start ROWS

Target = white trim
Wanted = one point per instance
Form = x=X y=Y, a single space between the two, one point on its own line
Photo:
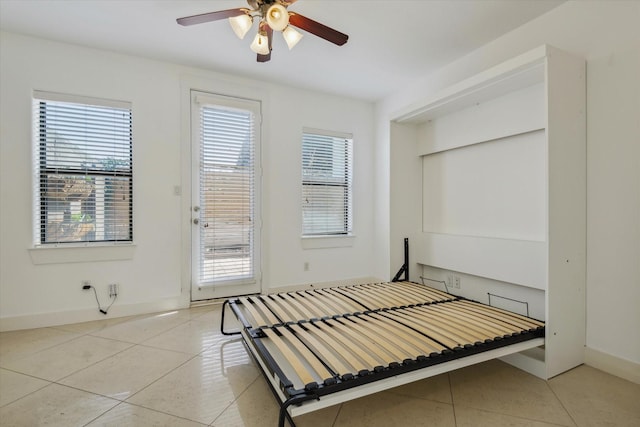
x=325 y=242
x=89 y=252
x=78 y=99
x=332 y=133
x=613 y=365
x=58 y=318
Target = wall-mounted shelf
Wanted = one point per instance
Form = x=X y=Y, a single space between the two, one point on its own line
x=498 y=163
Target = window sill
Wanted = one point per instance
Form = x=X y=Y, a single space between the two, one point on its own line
x=63 y=254
x=325 y=242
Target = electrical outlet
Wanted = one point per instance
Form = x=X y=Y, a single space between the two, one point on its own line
x=113 y=290
x=450 y=281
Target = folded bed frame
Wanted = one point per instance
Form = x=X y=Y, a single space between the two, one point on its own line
x=320 y=347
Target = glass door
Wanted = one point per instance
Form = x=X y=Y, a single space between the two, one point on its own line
x=225 y=196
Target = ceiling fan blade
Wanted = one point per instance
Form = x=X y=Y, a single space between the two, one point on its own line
x=267 y=57
x=317 y=28
x=211 y=16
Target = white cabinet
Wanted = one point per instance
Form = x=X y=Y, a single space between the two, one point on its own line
x=488 y=179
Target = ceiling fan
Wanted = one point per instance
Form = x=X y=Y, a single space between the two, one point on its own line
x=273 y=16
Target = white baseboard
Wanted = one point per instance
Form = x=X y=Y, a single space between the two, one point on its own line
x=612 y=365
x=43 y=320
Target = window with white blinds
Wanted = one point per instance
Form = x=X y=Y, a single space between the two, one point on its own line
x=83 y=170
x=227 y=194
x=327 y=162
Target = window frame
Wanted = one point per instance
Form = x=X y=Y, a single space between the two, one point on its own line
x=330 y=236
x=43 y=172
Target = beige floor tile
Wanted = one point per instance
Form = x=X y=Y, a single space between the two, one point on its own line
x=191 y=337
x=55 y=405
x=321 y=418
x=229 y=350
x=199 y=390
x=64 y=359
x=388 y=409
x=434 y=388
x=13 y=386
x=126 y=415
x=126 y=373
x=594 y=398
x=471 y=417
x=142 y=328
x=93 y=326
x=255 y=407
x=495 y=386
x=16 y=344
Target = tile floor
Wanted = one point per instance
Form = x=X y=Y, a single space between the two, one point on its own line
x=176 y=369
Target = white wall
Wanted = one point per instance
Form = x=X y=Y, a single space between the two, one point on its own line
x=157 y=275
x=607 y=35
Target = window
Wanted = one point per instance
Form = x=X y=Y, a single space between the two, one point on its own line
x=83 y=164
x=327 y=159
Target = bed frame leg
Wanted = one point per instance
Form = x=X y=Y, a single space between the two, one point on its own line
x=405 y=267
x=224 y=305
x=291 y=401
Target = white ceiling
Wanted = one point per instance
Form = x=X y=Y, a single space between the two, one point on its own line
x=390 y=42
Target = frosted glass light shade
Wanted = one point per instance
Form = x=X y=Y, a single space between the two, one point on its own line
x=277 y=17
x=241 y=24
x=291 y=36
x=260 y=44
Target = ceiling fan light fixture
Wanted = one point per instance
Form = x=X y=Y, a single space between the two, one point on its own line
x=241 y=24
x=260 y=44
x=277 y=17
x=291 y=36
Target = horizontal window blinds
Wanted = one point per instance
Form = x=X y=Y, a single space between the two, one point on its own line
x=83 y=164
x=226 y=194
x=326 y=184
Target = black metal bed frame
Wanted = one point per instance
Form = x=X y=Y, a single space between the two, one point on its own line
x=314 y=391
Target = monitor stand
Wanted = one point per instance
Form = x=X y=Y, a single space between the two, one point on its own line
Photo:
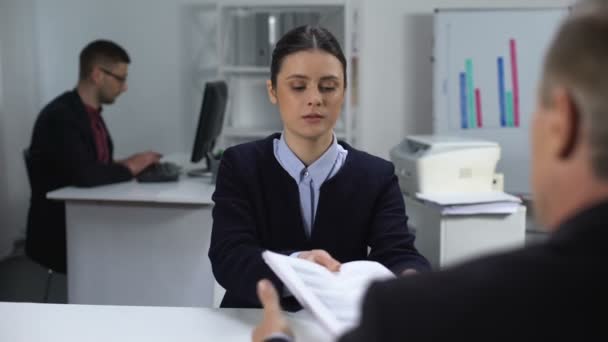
x=199 y=173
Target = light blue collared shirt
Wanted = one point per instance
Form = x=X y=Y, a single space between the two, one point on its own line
x=310 y=179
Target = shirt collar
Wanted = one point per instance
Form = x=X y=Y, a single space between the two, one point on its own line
x=92 y=111
x=319 y=171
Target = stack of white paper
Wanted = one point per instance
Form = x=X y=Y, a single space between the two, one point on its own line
x=493 y=202
x=332 y=298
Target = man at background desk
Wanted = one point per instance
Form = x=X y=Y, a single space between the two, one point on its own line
x=551 y=291
x=71 y=145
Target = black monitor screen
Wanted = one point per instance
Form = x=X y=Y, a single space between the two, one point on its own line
x=210 y=120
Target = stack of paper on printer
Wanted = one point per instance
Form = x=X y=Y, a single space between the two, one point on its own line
x=334 y=298
x=456 y=203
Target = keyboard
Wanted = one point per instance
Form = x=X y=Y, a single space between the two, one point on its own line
x=159 y=172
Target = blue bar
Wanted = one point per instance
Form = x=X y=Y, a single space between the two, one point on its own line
x=471 y=93
x=501 y=92
x=464 y=117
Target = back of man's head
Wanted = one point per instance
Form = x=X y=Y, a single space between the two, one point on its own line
x=101 y=52
x=578 y=61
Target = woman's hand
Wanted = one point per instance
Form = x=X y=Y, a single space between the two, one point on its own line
x=322 y=258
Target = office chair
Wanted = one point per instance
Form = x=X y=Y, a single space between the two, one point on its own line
x=27 y=158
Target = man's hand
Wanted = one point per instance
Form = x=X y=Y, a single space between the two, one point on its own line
x=322 y=258
x=139 y=161
x=409 y=271
x=273 y=321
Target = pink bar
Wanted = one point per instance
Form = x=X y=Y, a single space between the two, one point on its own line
x=478 y=106
x=515 y=75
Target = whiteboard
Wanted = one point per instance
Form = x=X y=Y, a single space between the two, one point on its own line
x=486 y=72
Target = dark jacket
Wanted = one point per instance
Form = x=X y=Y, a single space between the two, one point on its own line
x=62 y=153
x=552 y=291
x=257 y=207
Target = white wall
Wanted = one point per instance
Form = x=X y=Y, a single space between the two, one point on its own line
x=20 y=102
x=396 y=71
x=46 y=36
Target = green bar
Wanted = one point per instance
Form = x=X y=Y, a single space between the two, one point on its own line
x=471 y=94
x=509 y=104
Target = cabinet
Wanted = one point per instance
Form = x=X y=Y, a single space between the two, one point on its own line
x=447 y=240
x=234 y=41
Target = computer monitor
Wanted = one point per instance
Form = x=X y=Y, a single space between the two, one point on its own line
x=210 y=122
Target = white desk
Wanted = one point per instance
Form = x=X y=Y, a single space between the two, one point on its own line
x=25 y=322
x=139 y=244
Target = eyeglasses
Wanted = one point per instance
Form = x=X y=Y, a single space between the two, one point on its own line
x=121 y=79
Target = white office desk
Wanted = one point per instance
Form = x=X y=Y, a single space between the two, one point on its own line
x=26 y=322
x=139 y=244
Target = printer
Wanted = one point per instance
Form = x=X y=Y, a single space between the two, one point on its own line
x=439 y=164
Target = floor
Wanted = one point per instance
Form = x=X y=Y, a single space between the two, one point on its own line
x=23 y=280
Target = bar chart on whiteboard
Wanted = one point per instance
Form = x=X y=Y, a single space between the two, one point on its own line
x=487 y=67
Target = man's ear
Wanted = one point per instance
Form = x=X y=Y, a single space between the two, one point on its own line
x=272 y=93
x=567 y=125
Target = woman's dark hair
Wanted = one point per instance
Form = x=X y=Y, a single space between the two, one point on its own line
x=304 y=38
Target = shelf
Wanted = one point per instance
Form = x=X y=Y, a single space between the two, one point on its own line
x=258 y=70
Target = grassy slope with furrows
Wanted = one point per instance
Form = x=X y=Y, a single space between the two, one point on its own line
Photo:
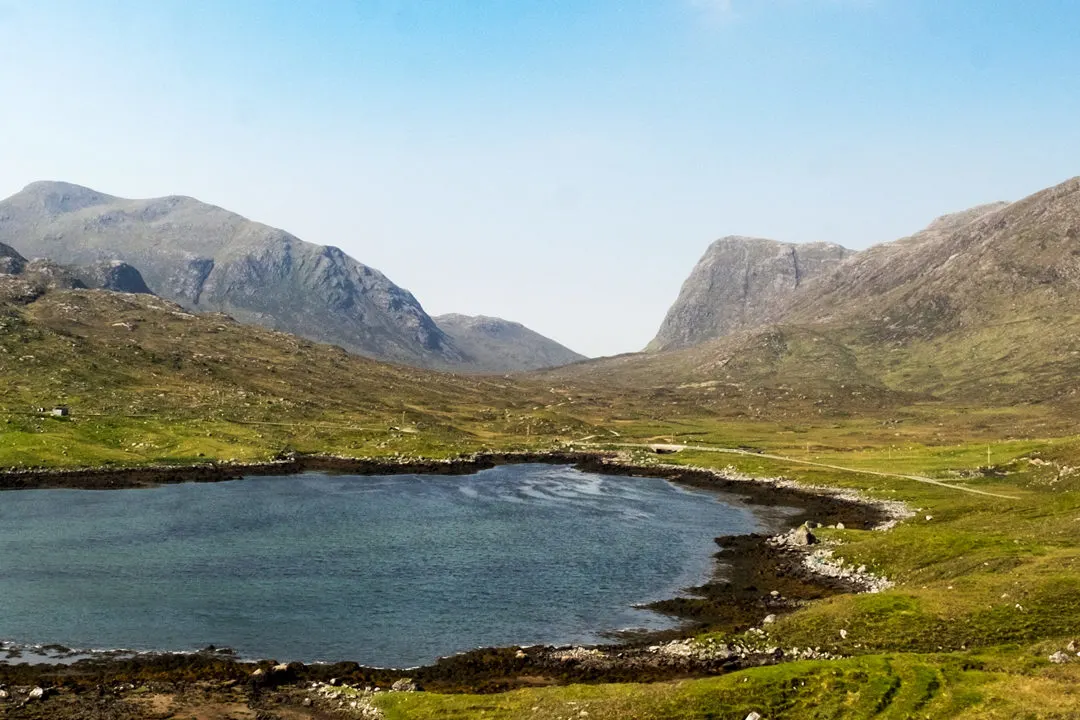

end ROWS

• **YOUR GOAL**
Put every line of the records above into a JSON list of strings, one string per line, leaving out blank lines. Omit the pictures.

• **COMPLETE ANSWER**
[
  "Target = white trim",
  "Wanted = one point per instance",
  "Form = x=X y=Y, a single space between the two, one point on its own line",
  "Photo:",
  "x=325 y=242",
  "x=89 y=252",
  "x=78 y=99",
  "x=332 y=133",
  "x=613 y=365",
  "x=58 y=318",
  "Target = wall-mounted shelf",
  "Wanted = one point per instance",
  "Form = x=X y=Y, a single space between the two, one point on its own line",
  "x=498 y=163",
  "Target = window sill",
  "Wanted = one point per instance",
  "Form = x=X y=Y, a single space between the two, one point on its own line",
  "x=63 y=254",
  "x=325 y=242",
  "Target = electrical outlet",
  "Wanted = one point per instance",
  "Form = x=X y=Y, a single space between the two, one point on its own line",
  "x=113 y=290",
  "x=450 y=281",
  "Target = folded bed frame",
  "Wanted = one point per instance",
  "Form = x=X y=Y, a single space between the two, one point on its own line",
  "x=320 y=347",
  "Target = glass door",
  "Wanted = one point per instance",
  "Form = x=X y=Y, a single space between the two, one point on its own line",
  "x=225 y=196",
  "Target = ceiling fan blade",
  "Wanted = one point per instance",
  "Form = x=X y=Y, a single space between the two, one point on its own line",
  "x=267 y=57",
  "x=317 y=28",
  "x=211 y=16",
  "Target = white cabinet",
  "Wanted = one point per instance",
  "Form = x=X y=Y, a single space between the two, one point on its own line",
  "x=488 y=179",
  "Target = ceiling fan",
  "Wanted = one point per instance",
  "Form = x=X y=Y, a single space between the two, one point on its own line",
  "x=273 y=16",
  "Target = white baseboard",
  "Wanted = one point per instance",
  "Form = x=X y=Y, a single space between the two, one point on its own line",
  "x=612 y=365",
  "x=43 y=320",
  "Target = window with white blinds",
  "Wanted = one point per instance",
  "Form = x=X y=Y, a single space between the two, one point on its own line",
  "x=83 y=170",
  "x=227 y=194",
  "x=327 y=162",
  "Target = window frame",
  "Wanted = one point per instance",
  "Form = x=X y=Y, a single space between the two, one point on its own line",
  "x=330 y=236",
  "x=43 y=172",
  "Target = beige floor tile",
  "Wanted = one point per instance",
  "Form = x=X y=Y, a single space between the two, one point on its own line",
  "x=191 y=337",
  "x=55 y=405",
  "x=321 y=418",
  "x=229 y=350",
  "x=199 y=390",
  "x=64 y=359",
  "x=388 y=409",
  "x=434 y=388",
  "x=13 y=386",
  "x=126 y=415",
  "x=126 y=373",
  "x=594 y=398",
  "x=471 y=417",
  "x=142 y=328",
  "x=93 y=326",
  "x=255 y=407",
  "x=495 y=386",
  "x=16 y=344",
  "Target = tile floor",
  "Wanted = one point per instance",
  "Form = x=X y=Y, a single space between the two, one point on its own line",
  "x=176 y=369",
  "Target = white wall",
  "Wanted = one point per instance",
  "Form = x=X y=Y, a single space between the two, one point on its own line",
  "x=157 y=275",
  "x=607 y=35",
  "Target = window",
  "Wanted = one point per instance",
  "Form = x=X y=Y, a single space between the two, one point on its own line",
  "x=83 y=164",
  "x=327 y=159",
  "Target = bed frame leg",
  "Wanted = one point per instance",
  "Form = x=X y=Y, a single space between the two, one point on its own line",
  "x=405 y=267",
  "x=224 y=305",
  "x=291 y=401",
  "Target = white ceiling",
  "Wanted = one point per instance",
  "Form = x=X y=Y, a single space between the two, one point on its own line",
  "x=390 y=42",
  "Target = frosted glass light shade",
  "Wanted = one point per instance",
  "Form = x=X y=Y, a single space between the two, one point on its own line",
  "x=277 y=17",
  "x=241 y=24",
  "x=291 y=36",
  "x=260 y=44",
  "Target = ceiling fan light fixture",
  "Wanted = one point per instance",
  "Form = x=X y=Y, a single space between the two, one point on its own line",
  "x=241 y=24",
  "x=260 y=44",
  "x=277 y=17",
  "x=291 y=36",
  "Target = horizontal window blinds",
  "Wanted = one point per instance",
  "Form = x=X y=Y, a single space between the two, one point on its own line",
  "x=83 y=164",
  "x=226 y=194",
  "x=326 y=184",
  "Target = black metal bed frame",
  "Wanted = one point per instance",
  "Form = x=X y=Y, a single space between the two, one point on its own line",
  "x=314 y=391",
  "Target = monitor stand",
  "Wanted = one point per instance",
  "Form = x=X y=Y, a single space between the two, one point on its own line",
  "Photo:",
  "x=199 y=173",
  "Target = light blue collared shirt",
  "Wanted = one point per instance",
  "Form = x=X y=Y, a single space between the two, one point on its own line",
  "x=310 y=179",
  "Target = shirt collar",
  "Wanted = one point per instance",
  "Form = x=X y=Y, a single space between the two, one point on its own line",
  "x=92 y=111",
  "x=319 y=171",
  "Target = stack of white paper",
  "Wanted = one point per instance",
  "Form = x=X y=Y, a single space between the two, one point on its own line",
  "x=493 y=202",
  "x=332 y=298",
  "Target = man at background desk",
  "Wanted = one point per instance",
  "Form = x=X y=Y, a single space between the two, one point on its own line",
  "x=551 y=291",
  "x=71 y=145",
  "Target = black monitor screen",
  "Wanted = one point per instance",
  "Form = x=X y=Y, a single space between the two, one point on its own line",
  "x=210 y=120",
  "Target = stack of paper on printer",
  "Wanted = one point per instance",
  "Form = x=X y=Y, a single space between the two, one point on its own line",
  "x=334 y=298",
  "x=456 y=203",
  "Target = keyboard",
  "Wanted = one point per instance",
  "Form = x=X y=Y, a single space between the two, one point on its own line",
  "x=159 y=172",
  "Target = blue bar",
  "Wanted = one point per instance",
  "Form = x=X y=Y, a single space between the two, one point on its own line",
  "x=471 y=93",
  "x=501 y=92",
  "x=464 y=117",
  "Target = back of man's head",
  "Wanted = one point per instance",
  "Form = x=X y=Y, a single space between the two, one point on its own line",
  "x=101 y=52",
  "x=578 y=61",
  "Target = woman's hand",
  "Wanted = one point per instance",
  "Form = x=X y=Y, a single space between the two, one point on its own line",
  "x=322 y=258",
  "Target = office chair",
  "Wanted = one point per instance",
  "Form = x=X y=Y, a single space between the two, one point on its own line",
  "x=27 y=158",
  "Target = man's hand",
  "Wanted = one point per instance",
  "Form = x=X y=Y, a single space between the two, one point on its own line",
  "x=322 y=258",
  "x=139 y=161",
  "x=409 y=271",
  "x=273 y=321",
  "Target = pink bar",
  "Wanted = one point per instance",
  "Form = x=X y=Y, a single space between the two, one point on its own line",
  "x=478 y=106",
  "x=515 y=75",
  "Target = whiteboard",
  "Wanted = one point per instance",
  "Form = x=X y=Y, a single space between the two, one point on its own line",
  "x=486 y=72",
  "Target = dark jacket",
  "Wanted = one point per instance",
  "Form = x=X y=Y, a single space between the two, one point on its own line",
  "x=62 y=153",
  "x=552 y=291",
  "x=257 y=207",
  "Target = white wall",
  "Wanted = one point per instance",
  "Form = x=X y=Y, a single space between the two, one point on its own line",
  "x=20 y=102",
  "x=396 y=71",
  "x=46 y=36",
  "Target = green bar",
  "Wanted = one point per instance",
  "Form = x=X y=Y, a single space between the two, one point on its own line",
  "x=471 y=94",
  "x=509 y=104",
  "Target = cabinet",
  "Wanted = one point per instance",
  "Form = x=X y=Y, a single space between the two, one point on its own line",
  "x=447 y=240",
  "x=234 y=41",
  "Target = computer monitor",
  "Wanted = one point per instance",
  "Form = x=X y=Y, a single space between the two, one point on its own line",
  "x=210 y=122",
  "Target = white desk",
  "Wanted = one point per instance",
  "Form = x=X y=Y, a single space between the two, one point on its own line",
  "x=25 y=322",
  "x=139 y=244",
  "Target = eyeglasses",
  "Wanted = one point per instance",
  "Form = x=X y=Y, a single space between the two, one point on its own line",
  "x=121 y=79",
  "Target = white office desk",
  "Wanted = one point per instance",
  "Form = x=X y=Y, a single space between the two, one point on its own line",
  "x=26 y=322",
  "x=139 y=244",
  "Target = printer",
  "Wanted = one point per instance",
  "Form = x=X y=Y, a single space between the two, one point on its own line",
  "x=439 y=164",
  "Target = floor",
  "Wanted = one point per instance",
  "Form = x=X y=Y, a single space between the two, one point on its own line",
  "x=23 y=280",
  "Target = bar chart on whiteboard",
  "Wanted = one point per instance",
  "Form = x=X y=Y, a single space between the two, one point on its own line",
  "x=487 y=67",
  "Target = man's ear",
  "Wanted = one point per instance",
  "Form = x=X y=Y, a single space between the two, one point on its own line",
  "x=272 y=93",
  "x=567 y=125",
  "Target = woman's dark hair",
  "Wanted = one point per instance",
  "Form = x=X y=Y, a single space between the two, one point on its own line",
  "x=304 y=38",
  "Target = shelf",
  "Wanted = one point per instance",
  "Form = x=X y=Y, a single space between the two, one point on its own line",
  "x=258 y=70",
  "Target = grassy slope with furrows",
  "Wanted = one point per instance",
  "Form = x=X y=Y, a single space between the two, one point on its own line",
  "Photo:"
]